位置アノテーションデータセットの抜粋
++++++++
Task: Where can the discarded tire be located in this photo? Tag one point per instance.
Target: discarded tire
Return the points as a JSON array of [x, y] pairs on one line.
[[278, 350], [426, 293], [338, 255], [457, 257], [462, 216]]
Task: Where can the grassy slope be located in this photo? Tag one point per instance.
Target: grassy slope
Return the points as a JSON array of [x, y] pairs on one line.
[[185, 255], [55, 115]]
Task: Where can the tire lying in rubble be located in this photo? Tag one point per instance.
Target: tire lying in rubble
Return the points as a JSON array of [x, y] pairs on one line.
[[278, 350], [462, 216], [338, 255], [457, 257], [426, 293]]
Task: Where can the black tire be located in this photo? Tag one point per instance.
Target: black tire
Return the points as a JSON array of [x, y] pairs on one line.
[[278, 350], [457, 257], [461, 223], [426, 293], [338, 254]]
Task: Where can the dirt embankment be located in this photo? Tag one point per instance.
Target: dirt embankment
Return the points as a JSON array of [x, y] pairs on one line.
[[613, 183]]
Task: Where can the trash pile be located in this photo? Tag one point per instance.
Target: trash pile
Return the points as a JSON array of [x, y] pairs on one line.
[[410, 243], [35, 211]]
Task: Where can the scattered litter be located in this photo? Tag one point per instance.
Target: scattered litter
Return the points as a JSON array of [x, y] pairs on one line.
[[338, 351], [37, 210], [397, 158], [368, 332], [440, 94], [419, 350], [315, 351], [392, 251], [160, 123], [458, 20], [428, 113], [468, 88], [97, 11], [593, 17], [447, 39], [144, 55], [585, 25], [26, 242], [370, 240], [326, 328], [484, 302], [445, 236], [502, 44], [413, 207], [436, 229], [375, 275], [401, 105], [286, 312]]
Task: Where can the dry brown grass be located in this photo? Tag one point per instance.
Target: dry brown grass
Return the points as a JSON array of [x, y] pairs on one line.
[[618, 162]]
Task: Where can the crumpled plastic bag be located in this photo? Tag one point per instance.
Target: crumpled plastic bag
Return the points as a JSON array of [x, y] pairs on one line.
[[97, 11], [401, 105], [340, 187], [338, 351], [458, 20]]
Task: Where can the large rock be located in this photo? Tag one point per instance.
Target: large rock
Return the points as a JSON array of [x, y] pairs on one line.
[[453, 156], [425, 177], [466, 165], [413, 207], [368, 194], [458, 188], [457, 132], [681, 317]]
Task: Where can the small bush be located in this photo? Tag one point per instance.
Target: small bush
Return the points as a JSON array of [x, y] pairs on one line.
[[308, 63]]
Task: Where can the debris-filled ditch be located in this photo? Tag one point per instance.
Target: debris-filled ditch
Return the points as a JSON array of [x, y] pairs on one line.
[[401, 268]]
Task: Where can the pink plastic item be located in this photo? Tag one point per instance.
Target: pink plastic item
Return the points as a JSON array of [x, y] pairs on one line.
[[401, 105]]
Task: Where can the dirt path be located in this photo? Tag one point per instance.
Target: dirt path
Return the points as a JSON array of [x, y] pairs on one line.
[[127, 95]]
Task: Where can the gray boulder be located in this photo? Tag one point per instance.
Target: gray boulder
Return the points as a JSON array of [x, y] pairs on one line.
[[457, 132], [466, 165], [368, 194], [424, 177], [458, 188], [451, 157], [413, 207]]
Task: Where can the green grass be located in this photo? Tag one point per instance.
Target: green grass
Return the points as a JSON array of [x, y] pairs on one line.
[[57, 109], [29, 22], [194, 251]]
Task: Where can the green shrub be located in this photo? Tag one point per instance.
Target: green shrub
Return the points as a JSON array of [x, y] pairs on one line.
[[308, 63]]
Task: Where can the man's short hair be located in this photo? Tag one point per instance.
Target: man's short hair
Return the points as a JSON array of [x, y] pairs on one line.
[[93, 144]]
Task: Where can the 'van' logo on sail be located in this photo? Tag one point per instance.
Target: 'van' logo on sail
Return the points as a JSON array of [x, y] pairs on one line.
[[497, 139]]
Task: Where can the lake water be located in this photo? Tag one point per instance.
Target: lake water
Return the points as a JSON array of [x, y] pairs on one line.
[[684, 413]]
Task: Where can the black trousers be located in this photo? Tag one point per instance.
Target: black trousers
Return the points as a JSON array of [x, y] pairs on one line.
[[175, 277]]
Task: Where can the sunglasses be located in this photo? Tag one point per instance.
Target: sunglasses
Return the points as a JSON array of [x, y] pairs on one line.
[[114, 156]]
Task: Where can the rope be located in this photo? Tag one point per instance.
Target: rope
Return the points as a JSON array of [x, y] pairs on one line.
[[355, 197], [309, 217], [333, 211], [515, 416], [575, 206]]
++++++++
課題: リストの冒頭から「[[278, 350], [426, 293], [338, 255], [457, 257], [462, 216]]」を含む行までを、「discarded」を「abandoned」に置き換え、ほかは何も変えずに書き直してください。

正答:
Task: Where can the abandoned tire be located in this photo? Tag one point per instance.
Target: abandoned tire
Return the points as a JSON array of [x, y] pairs on one line.
[[278, 350], [426, 293], [338, 255], [457, 257], [462, 216]]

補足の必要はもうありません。